### Texte du document

§ §

[pudre de pèrlêpêpê] (gr. n. PHARMA.)
Devant m, b, p, le n devient m. Sauf : bonbon, bonbonne, bonbonnière, embonpoint, néanmoins. D’accord c’est loin, ça date du CE2, époque désormais surannée, mais admettez que ça résonne encore comme un comptine. Devant m, b, p, le n devient m. Devant m, b, p, le n devient m.
Mais voilà : on ne vous a pas tout appris.
Il est une exception supplémentaire qu’on a voulu cacher, trop insurrectionnelle sans doute car propre à faire vaciller les fonts baptismaux (et les fonds de pension) de la pharmacopée moderne et de ses poudres et onguents ! Oui, amis, il n’est point de mots trop forts pour dénoncer le sort réservé à la poudre de perlimpinpin.
Pourtant calquée sur le bonhomme embonpoint qui respecte la règle une fois sur deux avec son m devant son b et son n refusant la mutation en m alors qu’il campe devant un p, la poudre de perlimpinpin s’est vue exclue de la liste des exceptions. Demandons-nous pourquoi. Pourquoi cette expression qui pointe du doigt bonimenteurs palabreurs et charlatans d’antan avec leurs poudres guérisseuses de tous les maux s’est-elle vue recalée par la grammaire assujettie aux mains des dominants ? Et pourquoi la sage langue populaire a-t-elle souhaité en contrepoint lui conférer une place de choix ?

§ §

### Enregistrements

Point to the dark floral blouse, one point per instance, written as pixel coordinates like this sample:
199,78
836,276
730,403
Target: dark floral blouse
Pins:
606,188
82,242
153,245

§ §

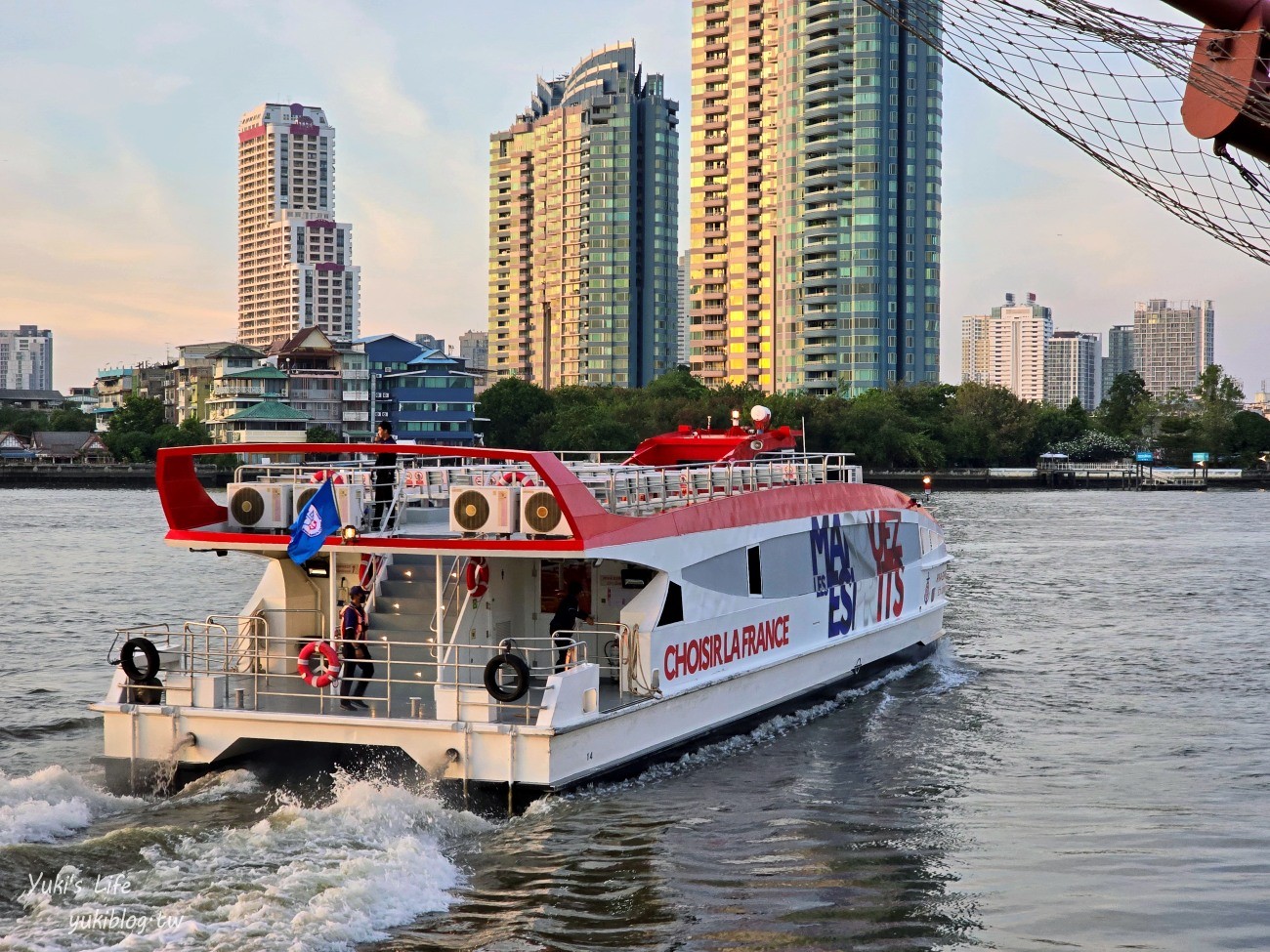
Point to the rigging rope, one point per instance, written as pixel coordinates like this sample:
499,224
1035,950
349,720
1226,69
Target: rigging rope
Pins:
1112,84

§ §

### Travail demandé
Renvoyez l'intégralité du texte sur la poudre de perlimpinpin, à l'identique et sans aucune modification.

### Solution ci-dessous
[pudre de pèrlêpêpê] (gr. n. PHARMA.)
Devant m, b, p, le n devient m. Sauf : bonbon, bonbonne, bonbonnière, embonpoint, néanmoins. D’accord c’est loin, ça date du CE2, époque désormais surannée, mais admettez que ça résonne encore comme un comptine. Devant m, b, p, le n devient m. Devant m, b, p, le n devient m.
Mais voilà : on ne vous a pas tout appris.
Il est une exception supplémentaire qu’on a voulu cacher, trop insurrectionnelle sans doute car propre à faire vaciller les fonts baptismaux (et les fonds de pension) de la pharmacopée moderne et de ses poudres et onguents ! Oui, amis, il n’est point de mots trop forts pour dénoncer le sort réservé à la poudre de perlimpinpin.
Pourtant calquée sur le bonhomme embonpoint qui respecte la règle une fois sur deux avec son m devant son b et son n refusant la mutation en m alors qu’il campe devant un p, la poudre de perlimpinpin s’est vue exclue de la liste des exceptions. Demandons-nous pourquoi. Pourquoi cette expression qui pointe du doigt bonimenteurs palabreurs et charlatans d’antan avec leurs poudres guérisseuses de tous les maux s’est-elle vue recalée par la grammaire assujettie aux mains des dominants ? Et pourquoi la sage langue populaire a-t-elle souhaité en contrepoint lui conférer une place de choix ?